→ Your task:
Answer these questions from the article on hands and feet falling asleep:
1. What does the article say is not the cause of a body part falling asleep?
2. What does the article compare peripheral nerves to?
3. What medical term does it give for the numbness?

→ Extracted text:
· · · · · · ·

Why Do My Hands and Feet Fall Asleep?

people sitting in office chairs with their legs crossed

If you have a habit of sitting on your feet or with your legs crossed, then you’re probably familiar with the concept of a body part “falling asleep.” It’s a strange feeling when a hand or foot (or a whole leg!) goes totally numb or tingly, but it’s usually nothing to be alarmed about. So, what causes this sensation? Hint: It’s not cutting off blood circulation, like many of us were told as kids.

A quick lesson on the peripheral nervous system

You can think of peripheral nerves as tiny wires running throughout your body. Their job is to carry signals from your brain to a distant body part (“Wiggle your toes!”) or from that body part to your brain (“Hey, this is hot!”). 

“Falling asleep”

Sometimes, when you sit on your foot or lie on your arm for too long, some of those nerves can get compressed and those signals back to your brain are cut off temporarily. Because your body part isn’t sending signals of what it’s feeling, your brain interprets this as the body part not feeling anything at all—numbness. The medical term for this is paresthesia.

· · · · · · ·

→ Data supplied:
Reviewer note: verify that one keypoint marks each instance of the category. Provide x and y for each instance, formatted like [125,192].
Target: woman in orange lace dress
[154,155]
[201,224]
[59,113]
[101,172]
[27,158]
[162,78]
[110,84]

· · · · · · ·

→ Solved problem:
1. Cutting off blood circulation.
2. Tiny wires running throughout your body.
3. Paresthesia.